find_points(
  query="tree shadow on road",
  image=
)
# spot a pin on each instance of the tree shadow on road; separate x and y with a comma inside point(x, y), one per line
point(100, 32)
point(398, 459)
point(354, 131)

■ WHAT IS REQUIRED: An exact restatement of the data is required.

■ TASK OUTPUT:
find_points(
  query="tree shadow on road",
  image=
)
# spot a pin on each instance of the tree shadow on road; separate x and y with a comma inside point(x, y), one per line
point(100, 32)
point(398, 459)
point(354, 131)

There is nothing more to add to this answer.